__WHAT THIS EXERCISE ASKS__:
**A.** Answer these about the Spider-Man: Homecoming review below:
(i) Which studio finally let Peter Parker into the Marvel Cinematic Universe?
(ii) In which 2016 film was the character lent to Marvel?
(iii) Which actor now plays the character?
**B.** Echo the stretch of the Spider-Man: Homecoming review below from "With the newest" through "own stand-alone film.".

Movie Reviews

‘Spider-Man: Homecoming’ – Teen Comedy Disguised as Super-Hero Flick?


With the newest reboot of the lucrative ‘Spider-Man’ franchise, subtitled ‘Homecoming’, Sony finally wised up and let Peter Parker play in the Marvel Cinematic Universe’s sandbox.  After sadly mishandling the property with its’ ‘Amazing’ series, the studio lent its’ cash cow to Marvel in 2016’s ‘Captain America: Civil War’ to widely lauded results.  Fans embraced a teenage hero, enamored with meeting the established spandex-clad crew in the extended airport battle scene that he was conscripted into by Tony Stark.  Now played with wide-eyed comic wonder by a baby-faced Tom Holland, this iteration of the character illustrated the promise of a fun take that thankfully has followed him into his own stand-alone film.

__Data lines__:

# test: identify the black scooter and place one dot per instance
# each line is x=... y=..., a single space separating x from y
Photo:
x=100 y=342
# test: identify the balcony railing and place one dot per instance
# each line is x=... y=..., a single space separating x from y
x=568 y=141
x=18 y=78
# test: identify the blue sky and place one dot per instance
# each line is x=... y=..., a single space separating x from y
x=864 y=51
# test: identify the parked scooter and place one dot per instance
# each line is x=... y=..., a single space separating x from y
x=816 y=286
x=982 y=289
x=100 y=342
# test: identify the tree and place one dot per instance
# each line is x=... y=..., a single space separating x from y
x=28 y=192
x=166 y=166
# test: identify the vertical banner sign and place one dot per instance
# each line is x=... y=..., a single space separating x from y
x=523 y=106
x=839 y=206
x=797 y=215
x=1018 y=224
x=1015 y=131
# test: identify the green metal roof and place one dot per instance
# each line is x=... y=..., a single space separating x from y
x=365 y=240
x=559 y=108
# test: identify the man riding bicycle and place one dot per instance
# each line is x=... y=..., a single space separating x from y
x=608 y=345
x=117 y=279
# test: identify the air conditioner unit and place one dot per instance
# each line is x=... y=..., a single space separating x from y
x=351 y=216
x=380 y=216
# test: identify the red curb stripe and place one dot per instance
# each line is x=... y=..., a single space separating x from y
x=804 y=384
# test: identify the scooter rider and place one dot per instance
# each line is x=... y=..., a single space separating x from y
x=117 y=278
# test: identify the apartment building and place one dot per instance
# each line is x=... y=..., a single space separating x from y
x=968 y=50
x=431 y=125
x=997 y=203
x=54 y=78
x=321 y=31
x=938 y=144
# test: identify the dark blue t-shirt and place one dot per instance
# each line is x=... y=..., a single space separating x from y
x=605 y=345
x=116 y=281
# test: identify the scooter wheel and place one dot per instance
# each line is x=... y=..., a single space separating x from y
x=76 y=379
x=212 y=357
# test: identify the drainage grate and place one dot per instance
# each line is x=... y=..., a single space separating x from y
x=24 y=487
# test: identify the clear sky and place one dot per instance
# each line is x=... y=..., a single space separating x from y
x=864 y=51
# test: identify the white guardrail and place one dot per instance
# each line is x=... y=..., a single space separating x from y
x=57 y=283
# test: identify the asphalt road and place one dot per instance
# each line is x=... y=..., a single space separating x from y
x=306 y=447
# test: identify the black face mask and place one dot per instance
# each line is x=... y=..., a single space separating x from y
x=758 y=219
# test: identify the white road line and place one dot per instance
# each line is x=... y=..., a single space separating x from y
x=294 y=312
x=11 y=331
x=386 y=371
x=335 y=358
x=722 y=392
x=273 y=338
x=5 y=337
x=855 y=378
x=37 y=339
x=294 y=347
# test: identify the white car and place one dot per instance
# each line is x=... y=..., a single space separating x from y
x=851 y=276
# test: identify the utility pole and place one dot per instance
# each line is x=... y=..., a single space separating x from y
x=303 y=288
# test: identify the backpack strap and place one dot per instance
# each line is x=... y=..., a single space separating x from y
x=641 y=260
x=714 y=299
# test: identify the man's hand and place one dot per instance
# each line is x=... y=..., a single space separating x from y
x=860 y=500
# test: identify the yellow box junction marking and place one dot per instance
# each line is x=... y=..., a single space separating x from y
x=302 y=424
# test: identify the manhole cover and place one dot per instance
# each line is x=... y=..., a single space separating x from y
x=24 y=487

__SOLUTIONS PER TASK__:
**A.**
(i) Sony
(ii) Captain America: Civil War
(iii) Tom Holland

**B.**
With the newest reboot of the lucrative ‘Spider-Man’ franchise, subtitled ‘Homecoming’, Sony finally wised up and let Peter Parker play in the Marvel Cinematic Universe’s sandbox.  After sadly mishandling the property with its’ ‘Amazing’ series, the studio lent its’ cash cow to Marvel in 2016’s ‘Captain America: Civil War’ to widely lauded results.  Fans embraced a teenage hero, enamored with meeting the established spandex-clad crew in the extended airport battle scene that he was conscripted into by Tony Stark.  Now played with wide-eyed comic wonder by a baby-faced Tom Holland, this iteration of the character illustrated the promise of a fun take that thankfully has followed him into his own stand-alone film.